Task item: Within the records, which lines hold the string "background"? Report each one by copying it.

Given data:
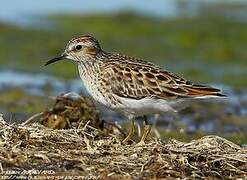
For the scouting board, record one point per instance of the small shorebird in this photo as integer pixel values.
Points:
(130, 85)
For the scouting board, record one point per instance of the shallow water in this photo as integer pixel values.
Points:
(46, 85)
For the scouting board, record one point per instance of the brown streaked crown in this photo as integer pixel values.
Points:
(86, 40)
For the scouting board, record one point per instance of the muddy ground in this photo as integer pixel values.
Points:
(54, 144)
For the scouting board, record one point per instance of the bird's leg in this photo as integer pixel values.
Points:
(131, 132)
(146, 130)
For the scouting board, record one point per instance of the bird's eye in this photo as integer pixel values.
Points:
(78, 47)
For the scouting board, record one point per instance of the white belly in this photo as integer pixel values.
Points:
(92, 89)
(147, 106)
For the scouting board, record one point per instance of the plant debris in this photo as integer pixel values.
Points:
(34, 150)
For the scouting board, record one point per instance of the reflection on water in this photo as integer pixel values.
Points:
(208, 117)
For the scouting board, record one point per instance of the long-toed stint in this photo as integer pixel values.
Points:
(130, 85)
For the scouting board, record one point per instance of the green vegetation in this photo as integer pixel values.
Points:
(204, 44)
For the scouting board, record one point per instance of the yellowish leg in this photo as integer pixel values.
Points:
(131, 132)
(146, 131)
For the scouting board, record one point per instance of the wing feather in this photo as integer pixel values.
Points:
(137, 79)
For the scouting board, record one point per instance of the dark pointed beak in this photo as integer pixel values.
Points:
(55, 59)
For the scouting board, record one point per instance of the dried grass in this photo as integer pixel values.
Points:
(33, 149)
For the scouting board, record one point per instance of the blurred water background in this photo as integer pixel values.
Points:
(202, 40)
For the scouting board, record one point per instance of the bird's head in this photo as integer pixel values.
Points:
(79, 49)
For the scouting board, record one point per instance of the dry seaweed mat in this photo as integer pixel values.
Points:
(35, 151)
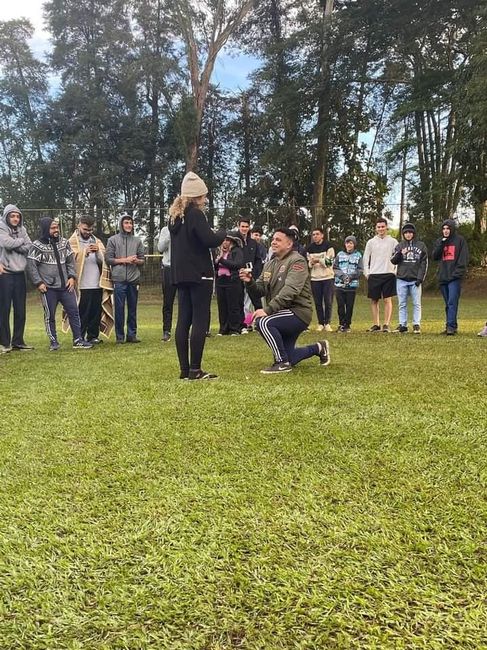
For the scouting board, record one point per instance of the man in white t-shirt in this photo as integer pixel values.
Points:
(89, 258)
(380, 274)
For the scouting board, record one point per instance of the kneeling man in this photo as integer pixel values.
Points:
(286, 287)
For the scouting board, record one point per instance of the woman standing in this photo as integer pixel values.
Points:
(192, 272)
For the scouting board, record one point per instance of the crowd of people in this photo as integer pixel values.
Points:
(272, 291)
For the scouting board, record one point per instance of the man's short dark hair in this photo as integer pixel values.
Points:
(87, 220)
(289, 232)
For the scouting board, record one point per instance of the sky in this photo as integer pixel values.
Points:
(231, 73)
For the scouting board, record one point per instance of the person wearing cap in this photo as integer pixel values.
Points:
(227, 265)
(125, 255)
(50, 266)
(15, 244)
(192, 272)
(94, 287)
(288, 310)
(348, 267)
(380, 274)
(451, 253)
(411, 259)
(320, 255)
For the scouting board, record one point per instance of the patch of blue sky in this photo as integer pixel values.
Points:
(232, 71)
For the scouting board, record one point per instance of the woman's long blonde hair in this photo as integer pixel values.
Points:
(180, 204)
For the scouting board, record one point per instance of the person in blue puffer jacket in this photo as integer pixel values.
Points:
(348, 267)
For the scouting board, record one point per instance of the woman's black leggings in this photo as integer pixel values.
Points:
(193, 313)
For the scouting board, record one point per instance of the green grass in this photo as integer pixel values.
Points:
(339, 507)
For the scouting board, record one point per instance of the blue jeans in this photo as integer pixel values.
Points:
(451, 295)
(406, 289)
(280, 331)
(125, 291)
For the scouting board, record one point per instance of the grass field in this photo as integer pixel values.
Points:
(339, 507)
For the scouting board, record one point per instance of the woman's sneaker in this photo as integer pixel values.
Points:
(200, 374)
(324, 353)
(374, 328)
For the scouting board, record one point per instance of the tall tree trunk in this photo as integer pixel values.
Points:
(323, 125)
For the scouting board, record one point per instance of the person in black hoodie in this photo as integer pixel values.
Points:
(192, 272)
(451, 251)
(411, 258)
(227, 265)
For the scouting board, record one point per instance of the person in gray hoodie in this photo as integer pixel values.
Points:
(14, 247)
(50, 265)
(124, 255)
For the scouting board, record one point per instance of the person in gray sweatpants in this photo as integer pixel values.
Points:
(50, 265)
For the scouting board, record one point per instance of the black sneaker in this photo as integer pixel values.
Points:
(400, 329)
(81, 344)
(200, 374)
(279, 366)
(324, 353)
(374, 328)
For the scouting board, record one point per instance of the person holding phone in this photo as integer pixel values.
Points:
(94, 286)
(192, 272)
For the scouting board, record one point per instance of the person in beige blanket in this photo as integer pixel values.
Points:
(94, 287)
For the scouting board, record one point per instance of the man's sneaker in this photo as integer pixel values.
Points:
(324, 348)
(279, 366)
(200, 374)
(400, 329)
(81, 344)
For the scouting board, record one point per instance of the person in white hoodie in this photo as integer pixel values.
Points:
(14, 248)
(380, 274)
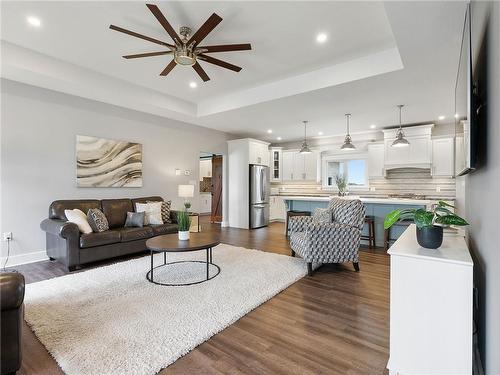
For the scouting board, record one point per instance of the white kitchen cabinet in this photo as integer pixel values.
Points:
(276, 163)
(205, 203)
(258, 152)
(443, 157)
(311, 166)
(277, 210)
(376, 160)
(287, 165)
(430, 317)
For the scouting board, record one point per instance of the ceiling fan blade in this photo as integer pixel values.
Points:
(137, 35)
(205, 29)
(204, 76)
(148, 54)
(218, 62)
(169, 68)
(226, 48)
(163, 21)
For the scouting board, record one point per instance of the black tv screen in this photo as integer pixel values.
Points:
(465, 106)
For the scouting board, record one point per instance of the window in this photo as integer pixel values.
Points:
(354, 169)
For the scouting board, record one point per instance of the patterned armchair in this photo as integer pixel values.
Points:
(331, 235)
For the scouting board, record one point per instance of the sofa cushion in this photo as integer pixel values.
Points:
(132, 234)
(164, 229)
(146, 200)
(56, 209)
(116, 211)
(97, 220)
(100, 238)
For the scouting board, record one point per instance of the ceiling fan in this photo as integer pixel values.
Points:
(186, 50)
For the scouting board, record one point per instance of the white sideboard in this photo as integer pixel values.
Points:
(431, 307)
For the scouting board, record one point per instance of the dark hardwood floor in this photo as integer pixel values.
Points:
(335, 322)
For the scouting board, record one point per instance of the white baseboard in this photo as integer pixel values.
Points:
(16, 260)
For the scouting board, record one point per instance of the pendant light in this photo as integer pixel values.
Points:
(305, 148)
(400, 140)
(348, 141)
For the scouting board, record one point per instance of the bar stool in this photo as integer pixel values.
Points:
(291, 213)
(388, 241)
(370, 220)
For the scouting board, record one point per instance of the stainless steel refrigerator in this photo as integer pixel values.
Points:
(259, 196)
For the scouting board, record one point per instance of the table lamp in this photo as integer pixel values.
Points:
(186, 191)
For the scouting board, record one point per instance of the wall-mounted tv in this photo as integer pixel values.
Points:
(465, 106)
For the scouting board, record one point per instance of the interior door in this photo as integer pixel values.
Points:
(216, 209)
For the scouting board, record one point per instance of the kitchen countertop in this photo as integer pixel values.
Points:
(402, 201)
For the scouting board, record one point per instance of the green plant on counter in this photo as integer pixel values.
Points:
(183, 221)
(341, 182)
(439, 216)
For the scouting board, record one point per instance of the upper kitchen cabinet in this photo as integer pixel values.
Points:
(443, 157)
(276, 164)
(258, 152)
(419, 152)
(300, 167)
(376, 160)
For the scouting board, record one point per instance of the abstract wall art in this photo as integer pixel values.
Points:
(107, 163)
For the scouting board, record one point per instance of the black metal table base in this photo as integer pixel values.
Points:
(208, 262)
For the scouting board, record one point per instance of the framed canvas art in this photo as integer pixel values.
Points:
(104, 162)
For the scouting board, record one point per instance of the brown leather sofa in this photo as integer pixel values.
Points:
(12, 316)
(66, 244)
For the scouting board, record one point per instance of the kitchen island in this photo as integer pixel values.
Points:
(375, 206)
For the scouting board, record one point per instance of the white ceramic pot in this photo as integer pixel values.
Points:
(184, 235)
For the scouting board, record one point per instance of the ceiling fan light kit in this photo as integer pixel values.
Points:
(185, 49)
(347, 145)
(400, 140)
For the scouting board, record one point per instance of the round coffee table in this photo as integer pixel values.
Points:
(170, 243)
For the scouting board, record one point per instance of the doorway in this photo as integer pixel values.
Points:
(211, 186)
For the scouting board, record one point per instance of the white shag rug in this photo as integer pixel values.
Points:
(111, 320)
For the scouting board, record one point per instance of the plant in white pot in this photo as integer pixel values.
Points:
(183, 222)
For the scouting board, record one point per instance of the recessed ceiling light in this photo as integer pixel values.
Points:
(34, 21)
(321, 38)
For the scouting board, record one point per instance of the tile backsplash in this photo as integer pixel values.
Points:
(398, 181)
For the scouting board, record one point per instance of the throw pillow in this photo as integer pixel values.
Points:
(97, 220)
(135, 219)
(322, 215)
(79, 218)
(165, 212)
(152, 212)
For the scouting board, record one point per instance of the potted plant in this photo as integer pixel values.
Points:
(341, 181)
(184, 222)
(429, 223)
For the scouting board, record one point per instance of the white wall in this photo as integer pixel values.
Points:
(482, 205)
(38, 133)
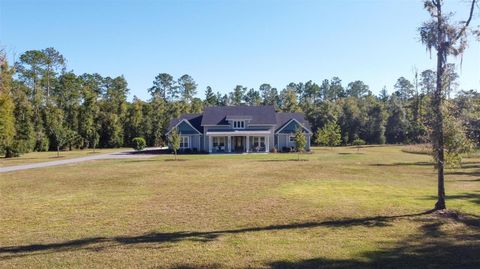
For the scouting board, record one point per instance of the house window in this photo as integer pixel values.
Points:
(238, 124)
(219, 141)
(218, 144)
(185, 142)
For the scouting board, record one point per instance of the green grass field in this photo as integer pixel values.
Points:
(338, 208)
(37, 157)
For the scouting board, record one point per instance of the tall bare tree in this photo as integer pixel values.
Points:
(447, 38)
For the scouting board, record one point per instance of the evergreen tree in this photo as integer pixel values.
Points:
(210, 97)
(7, 120)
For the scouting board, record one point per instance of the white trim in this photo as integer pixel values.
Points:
(237, 132)
(188, 142)
(288, 122)
(184, 120)
(239, 124)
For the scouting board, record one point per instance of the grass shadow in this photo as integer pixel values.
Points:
(8, 252)
(403, 164)
(430, 248)
(284, 160)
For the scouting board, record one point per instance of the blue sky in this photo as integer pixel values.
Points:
(225, 43)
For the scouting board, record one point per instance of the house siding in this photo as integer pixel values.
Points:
(263, 122)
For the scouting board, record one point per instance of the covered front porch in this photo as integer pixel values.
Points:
(238, 141)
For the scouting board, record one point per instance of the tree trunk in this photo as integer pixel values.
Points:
(437, 107)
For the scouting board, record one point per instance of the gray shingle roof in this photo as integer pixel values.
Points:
(284, 117)
(259, 114)
(194, 119)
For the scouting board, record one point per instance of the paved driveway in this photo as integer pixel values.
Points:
(116, 155)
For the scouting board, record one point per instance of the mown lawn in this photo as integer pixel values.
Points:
(339, 208)
(36, 157)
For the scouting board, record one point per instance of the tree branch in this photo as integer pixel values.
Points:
(472, 7)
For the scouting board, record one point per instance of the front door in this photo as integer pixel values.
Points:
(238, 143)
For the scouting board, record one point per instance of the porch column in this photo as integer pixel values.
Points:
(229, 143)
(209, 144)
(267, 143)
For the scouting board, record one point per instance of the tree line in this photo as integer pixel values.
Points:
(46, 107)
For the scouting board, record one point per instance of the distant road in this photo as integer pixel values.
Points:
(114, 155)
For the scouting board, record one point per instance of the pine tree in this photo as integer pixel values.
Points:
(7, 119)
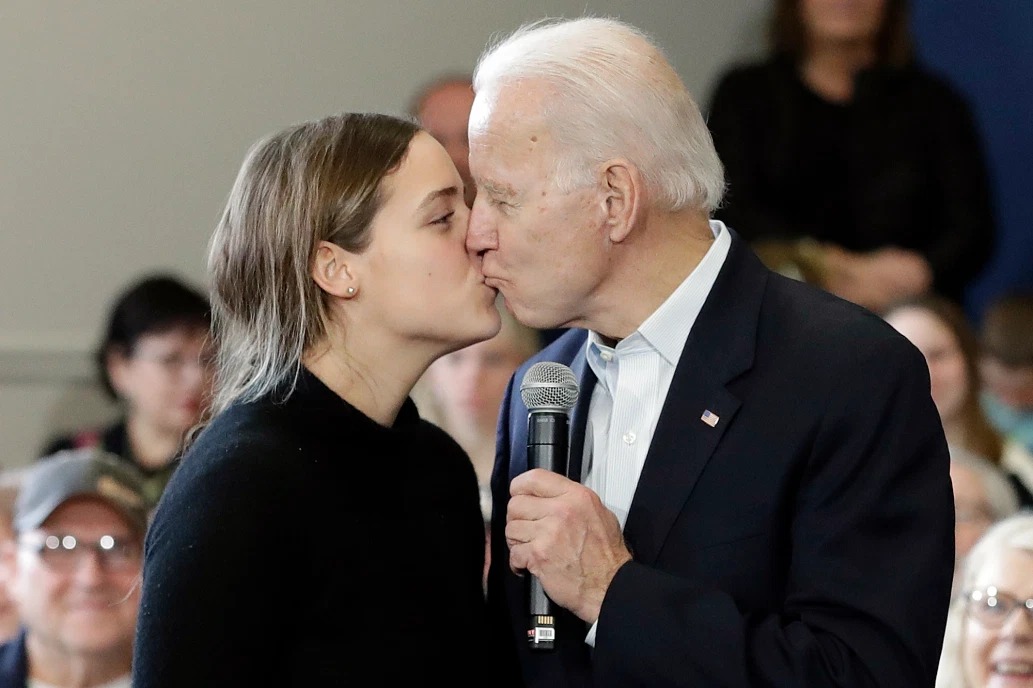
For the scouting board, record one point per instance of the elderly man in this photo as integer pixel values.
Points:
(758, 490)
(74, 566)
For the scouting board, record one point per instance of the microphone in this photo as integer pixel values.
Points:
(549, 391)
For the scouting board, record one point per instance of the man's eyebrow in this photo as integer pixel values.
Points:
(497, 188)
(447, 192)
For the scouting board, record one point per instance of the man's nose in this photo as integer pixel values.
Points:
(481, 233)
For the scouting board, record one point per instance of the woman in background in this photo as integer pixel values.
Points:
(318, 532)
(154, 360)
(989, 638)
(848, 164)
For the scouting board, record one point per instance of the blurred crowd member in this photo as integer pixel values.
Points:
(74, 571)
(442, 108)
(1006, 367)
(339, 273)
(983, 495)
(848, 164)
(938, 327)
(989, 638)
(10, 480)
(154, 361)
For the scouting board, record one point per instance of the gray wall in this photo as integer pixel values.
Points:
(123, 122)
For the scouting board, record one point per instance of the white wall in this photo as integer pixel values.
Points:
(123, 122)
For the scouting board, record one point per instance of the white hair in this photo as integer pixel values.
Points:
(1014, 532)
(615, 94)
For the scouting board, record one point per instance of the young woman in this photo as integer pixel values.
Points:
(154, 361)
(318, 532)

Task answer:
For the scouting board, record one point per instance of the blurred water background in this photo as integer pixel values.
For the scouting board, record one point per instance of the woman in background in this photo as integer pixel values.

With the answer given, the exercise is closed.